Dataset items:
◇ ◇ ◇ ◇ ◇ ◇ ◇

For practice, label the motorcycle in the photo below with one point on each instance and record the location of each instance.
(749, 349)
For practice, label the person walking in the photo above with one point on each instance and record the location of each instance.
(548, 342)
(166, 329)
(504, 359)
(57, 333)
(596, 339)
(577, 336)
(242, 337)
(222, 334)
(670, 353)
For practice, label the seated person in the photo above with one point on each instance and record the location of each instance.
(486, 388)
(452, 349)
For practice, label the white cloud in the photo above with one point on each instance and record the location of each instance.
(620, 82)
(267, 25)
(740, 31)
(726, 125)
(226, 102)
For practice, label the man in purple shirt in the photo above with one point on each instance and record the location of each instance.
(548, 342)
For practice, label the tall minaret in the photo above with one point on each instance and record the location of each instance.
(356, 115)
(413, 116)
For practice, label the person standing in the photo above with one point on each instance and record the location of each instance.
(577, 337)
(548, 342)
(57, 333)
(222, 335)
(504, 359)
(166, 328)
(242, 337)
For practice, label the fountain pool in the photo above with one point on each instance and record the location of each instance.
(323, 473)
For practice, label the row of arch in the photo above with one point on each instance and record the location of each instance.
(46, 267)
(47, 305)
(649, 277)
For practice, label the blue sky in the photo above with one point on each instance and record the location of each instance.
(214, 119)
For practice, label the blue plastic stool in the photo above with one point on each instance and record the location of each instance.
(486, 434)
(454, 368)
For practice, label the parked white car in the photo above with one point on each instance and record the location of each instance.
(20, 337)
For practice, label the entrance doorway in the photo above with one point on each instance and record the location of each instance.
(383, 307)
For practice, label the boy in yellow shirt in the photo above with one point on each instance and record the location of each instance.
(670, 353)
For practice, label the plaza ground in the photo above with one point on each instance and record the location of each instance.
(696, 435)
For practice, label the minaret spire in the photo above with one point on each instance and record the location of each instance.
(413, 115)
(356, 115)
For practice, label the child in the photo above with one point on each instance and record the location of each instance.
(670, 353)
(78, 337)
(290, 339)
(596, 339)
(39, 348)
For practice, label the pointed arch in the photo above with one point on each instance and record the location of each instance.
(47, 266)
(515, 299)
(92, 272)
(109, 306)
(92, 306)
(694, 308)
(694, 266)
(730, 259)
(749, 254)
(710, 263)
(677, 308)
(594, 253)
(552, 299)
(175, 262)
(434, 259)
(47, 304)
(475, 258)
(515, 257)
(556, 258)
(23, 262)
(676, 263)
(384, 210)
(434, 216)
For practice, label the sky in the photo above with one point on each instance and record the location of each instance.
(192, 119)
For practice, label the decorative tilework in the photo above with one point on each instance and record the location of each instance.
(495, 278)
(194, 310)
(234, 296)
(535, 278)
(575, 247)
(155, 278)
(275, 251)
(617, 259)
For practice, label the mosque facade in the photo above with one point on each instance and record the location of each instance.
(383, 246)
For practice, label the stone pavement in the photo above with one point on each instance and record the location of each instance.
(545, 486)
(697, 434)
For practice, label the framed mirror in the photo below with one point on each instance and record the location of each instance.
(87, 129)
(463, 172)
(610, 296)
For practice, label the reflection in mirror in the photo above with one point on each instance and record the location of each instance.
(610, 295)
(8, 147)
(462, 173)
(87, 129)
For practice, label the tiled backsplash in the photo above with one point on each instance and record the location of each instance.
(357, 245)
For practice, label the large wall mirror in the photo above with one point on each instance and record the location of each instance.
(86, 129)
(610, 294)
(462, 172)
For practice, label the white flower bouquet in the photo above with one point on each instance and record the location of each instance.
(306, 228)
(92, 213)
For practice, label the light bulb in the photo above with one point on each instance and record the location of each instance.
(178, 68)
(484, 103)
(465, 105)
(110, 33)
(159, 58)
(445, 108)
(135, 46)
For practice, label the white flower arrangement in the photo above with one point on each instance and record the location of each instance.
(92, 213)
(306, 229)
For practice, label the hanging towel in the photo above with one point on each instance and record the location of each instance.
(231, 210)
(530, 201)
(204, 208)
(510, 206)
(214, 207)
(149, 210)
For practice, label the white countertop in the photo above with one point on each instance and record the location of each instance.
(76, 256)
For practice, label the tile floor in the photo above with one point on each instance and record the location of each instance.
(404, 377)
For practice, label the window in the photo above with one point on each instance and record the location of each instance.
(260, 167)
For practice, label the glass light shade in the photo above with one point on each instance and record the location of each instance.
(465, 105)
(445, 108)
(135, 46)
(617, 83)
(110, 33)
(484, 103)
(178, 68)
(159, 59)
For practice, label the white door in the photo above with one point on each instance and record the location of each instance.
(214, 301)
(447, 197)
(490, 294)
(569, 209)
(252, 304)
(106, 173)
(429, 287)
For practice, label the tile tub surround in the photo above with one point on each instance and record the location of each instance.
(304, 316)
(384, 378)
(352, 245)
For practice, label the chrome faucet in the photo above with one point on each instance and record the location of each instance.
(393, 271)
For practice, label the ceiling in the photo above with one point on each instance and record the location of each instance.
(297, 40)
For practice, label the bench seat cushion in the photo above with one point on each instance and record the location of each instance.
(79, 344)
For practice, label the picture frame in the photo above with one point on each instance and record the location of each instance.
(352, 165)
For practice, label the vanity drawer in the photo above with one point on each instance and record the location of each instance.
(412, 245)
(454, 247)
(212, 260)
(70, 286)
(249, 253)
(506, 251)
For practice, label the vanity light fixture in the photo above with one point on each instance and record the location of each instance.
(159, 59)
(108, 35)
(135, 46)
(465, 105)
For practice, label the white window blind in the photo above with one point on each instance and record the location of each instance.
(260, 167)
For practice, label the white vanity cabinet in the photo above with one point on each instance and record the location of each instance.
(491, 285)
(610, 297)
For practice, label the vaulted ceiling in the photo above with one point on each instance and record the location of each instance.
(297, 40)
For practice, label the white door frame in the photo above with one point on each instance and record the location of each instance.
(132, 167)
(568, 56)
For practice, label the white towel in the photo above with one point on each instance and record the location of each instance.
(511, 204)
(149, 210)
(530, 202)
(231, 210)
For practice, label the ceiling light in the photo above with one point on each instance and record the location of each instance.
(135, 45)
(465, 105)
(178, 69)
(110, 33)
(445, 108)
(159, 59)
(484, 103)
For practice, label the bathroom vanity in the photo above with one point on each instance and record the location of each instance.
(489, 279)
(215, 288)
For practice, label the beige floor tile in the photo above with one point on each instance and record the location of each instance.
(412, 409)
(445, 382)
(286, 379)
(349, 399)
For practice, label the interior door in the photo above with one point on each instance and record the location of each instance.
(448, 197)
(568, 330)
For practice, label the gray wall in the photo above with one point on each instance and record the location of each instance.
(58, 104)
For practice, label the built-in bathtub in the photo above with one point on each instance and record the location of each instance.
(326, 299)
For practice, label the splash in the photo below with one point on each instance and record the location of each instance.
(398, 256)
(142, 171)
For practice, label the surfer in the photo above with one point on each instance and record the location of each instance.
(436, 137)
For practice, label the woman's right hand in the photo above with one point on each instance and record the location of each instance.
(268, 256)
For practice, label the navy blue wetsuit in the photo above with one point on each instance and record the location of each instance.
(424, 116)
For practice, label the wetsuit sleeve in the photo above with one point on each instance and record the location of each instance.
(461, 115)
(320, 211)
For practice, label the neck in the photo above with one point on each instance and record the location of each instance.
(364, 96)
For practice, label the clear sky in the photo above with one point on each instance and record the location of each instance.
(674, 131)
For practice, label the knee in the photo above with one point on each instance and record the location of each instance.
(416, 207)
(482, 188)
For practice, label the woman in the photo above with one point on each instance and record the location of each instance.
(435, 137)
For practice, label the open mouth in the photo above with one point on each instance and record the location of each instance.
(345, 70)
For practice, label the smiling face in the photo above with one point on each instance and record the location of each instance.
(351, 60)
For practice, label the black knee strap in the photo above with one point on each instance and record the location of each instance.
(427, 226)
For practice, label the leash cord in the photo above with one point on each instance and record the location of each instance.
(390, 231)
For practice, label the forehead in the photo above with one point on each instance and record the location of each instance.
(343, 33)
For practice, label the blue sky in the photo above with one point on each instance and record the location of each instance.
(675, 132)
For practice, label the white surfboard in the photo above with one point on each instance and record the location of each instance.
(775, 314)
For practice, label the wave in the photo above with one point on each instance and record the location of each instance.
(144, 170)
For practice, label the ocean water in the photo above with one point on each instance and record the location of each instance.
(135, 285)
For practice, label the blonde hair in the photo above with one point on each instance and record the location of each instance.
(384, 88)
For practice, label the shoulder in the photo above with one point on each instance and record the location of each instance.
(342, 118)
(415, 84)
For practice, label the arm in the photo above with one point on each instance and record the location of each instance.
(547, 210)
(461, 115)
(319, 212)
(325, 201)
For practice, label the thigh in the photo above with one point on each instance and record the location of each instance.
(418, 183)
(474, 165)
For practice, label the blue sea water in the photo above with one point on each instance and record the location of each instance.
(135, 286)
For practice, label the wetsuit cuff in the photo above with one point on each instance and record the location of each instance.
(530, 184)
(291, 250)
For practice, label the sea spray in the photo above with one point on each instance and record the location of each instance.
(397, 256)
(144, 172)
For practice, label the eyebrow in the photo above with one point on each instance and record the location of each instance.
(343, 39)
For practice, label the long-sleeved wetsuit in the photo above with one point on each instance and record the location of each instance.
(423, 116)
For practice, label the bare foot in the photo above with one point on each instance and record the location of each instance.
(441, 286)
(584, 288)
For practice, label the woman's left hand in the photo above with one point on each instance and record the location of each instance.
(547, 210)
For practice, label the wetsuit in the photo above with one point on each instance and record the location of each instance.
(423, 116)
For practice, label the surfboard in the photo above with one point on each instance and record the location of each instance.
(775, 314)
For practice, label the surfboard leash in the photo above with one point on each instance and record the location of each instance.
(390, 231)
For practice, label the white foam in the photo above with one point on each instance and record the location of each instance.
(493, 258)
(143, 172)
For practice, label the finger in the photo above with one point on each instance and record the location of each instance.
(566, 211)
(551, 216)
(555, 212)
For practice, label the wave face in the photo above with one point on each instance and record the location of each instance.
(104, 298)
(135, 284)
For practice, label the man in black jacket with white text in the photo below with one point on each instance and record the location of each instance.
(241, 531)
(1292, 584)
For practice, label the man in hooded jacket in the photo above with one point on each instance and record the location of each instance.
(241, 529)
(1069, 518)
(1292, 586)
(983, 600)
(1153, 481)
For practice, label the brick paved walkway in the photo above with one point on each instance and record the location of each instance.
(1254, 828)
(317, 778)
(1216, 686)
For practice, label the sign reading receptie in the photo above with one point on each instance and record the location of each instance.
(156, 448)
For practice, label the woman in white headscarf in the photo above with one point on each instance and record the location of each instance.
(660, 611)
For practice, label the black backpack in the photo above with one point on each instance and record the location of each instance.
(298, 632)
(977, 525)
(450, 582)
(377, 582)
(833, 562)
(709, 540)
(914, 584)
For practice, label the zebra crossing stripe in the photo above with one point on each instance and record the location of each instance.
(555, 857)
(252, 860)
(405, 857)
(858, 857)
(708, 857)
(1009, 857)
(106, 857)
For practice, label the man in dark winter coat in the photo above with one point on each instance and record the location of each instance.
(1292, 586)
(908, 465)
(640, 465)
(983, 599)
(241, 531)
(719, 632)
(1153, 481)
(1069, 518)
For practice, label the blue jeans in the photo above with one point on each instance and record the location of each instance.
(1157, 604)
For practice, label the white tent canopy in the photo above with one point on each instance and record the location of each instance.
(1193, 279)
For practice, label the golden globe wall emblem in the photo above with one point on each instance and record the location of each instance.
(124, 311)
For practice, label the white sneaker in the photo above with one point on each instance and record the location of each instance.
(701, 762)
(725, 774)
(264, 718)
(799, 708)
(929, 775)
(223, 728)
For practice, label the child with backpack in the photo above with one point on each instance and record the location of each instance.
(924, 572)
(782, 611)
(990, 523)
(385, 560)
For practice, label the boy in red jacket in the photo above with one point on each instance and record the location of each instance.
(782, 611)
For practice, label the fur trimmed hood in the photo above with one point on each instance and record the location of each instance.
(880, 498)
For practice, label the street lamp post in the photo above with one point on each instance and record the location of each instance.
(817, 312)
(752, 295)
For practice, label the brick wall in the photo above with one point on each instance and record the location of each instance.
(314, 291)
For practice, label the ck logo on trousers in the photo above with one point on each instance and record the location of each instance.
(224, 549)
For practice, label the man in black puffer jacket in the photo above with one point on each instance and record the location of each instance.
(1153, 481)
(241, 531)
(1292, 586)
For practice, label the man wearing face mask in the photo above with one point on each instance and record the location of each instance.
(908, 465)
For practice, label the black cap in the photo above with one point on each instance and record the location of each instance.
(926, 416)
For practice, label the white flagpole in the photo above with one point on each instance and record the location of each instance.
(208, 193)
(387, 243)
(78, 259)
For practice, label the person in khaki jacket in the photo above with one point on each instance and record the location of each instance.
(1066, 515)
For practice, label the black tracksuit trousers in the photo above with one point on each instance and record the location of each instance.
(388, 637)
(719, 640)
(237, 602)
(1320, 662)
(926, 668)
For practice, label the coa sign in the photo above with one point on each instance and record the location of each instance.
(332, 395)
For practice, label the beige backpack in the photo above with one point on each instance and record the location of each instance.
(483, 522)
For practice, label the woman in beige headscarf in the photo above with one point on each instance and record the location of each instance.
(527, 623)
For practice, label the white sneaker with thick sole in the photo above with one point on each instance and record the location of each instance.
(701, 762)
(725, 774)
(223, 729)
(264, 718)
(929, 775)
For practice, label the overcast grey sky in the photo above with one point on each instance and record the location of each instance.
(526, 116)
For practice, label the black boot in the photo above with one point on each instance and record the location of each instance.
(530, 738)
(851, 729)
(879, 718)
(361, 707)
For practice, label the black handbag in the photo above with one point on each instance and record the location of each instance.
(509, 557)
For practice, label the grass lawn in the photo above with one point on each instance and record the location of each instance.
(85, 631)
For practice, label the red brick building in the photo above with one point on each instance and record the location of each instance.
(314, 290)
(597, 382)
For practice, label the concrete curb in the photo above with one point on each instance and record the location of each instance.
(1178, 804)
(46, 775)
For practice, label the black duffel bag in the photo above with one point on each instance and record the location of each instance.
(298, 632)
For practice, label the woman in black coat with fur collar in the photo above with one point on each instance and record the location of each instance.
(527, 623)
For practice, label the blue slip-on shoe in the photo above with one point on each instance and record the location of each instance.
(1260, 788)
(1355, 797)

◇ ◇ ◇ ◇ ◇ ◇ ◇

▶ [WORK INSTRUCTIONS] The line containing "For practice, label the black boot" marks the start; retype it and each line after it through the end of the records above, exactly.

▶ [RESPONSE]
For practice, label the black boot in the photo above with one point on each instance and record the location of each instance.
(530, 738)
(851, 729)
(879, 718)
(361, 707)
For practice, label the black handbag in the photo above with one point on each instance and record the location of each instance.
(509, 557)
For practice, label the grass lawn in the photo above with one point on each instance and record the location of each instance.
(85, 631)
For practice, label the red brick building in the photo above with one point on each instance and record the location of each instance.
(314, 290)
(597, 382)
For practice, label the concrete curb in the photo above with one point on each instance and record the location of each instance.
(1178, 804)
(46, 775)
For practice, label the black duffel bag in the photo above with one point on each instance and record the location of each instance.
(298, 632)
For practice, label the woman in black coat with fur collar in the photo above with one point on each instance and record the location of each instance.
(527, 623)
For practice, label the blue slip-on shoe in the photo above with one point on each instance and record the location of each instance.
(1260, 788)
(1355, 797)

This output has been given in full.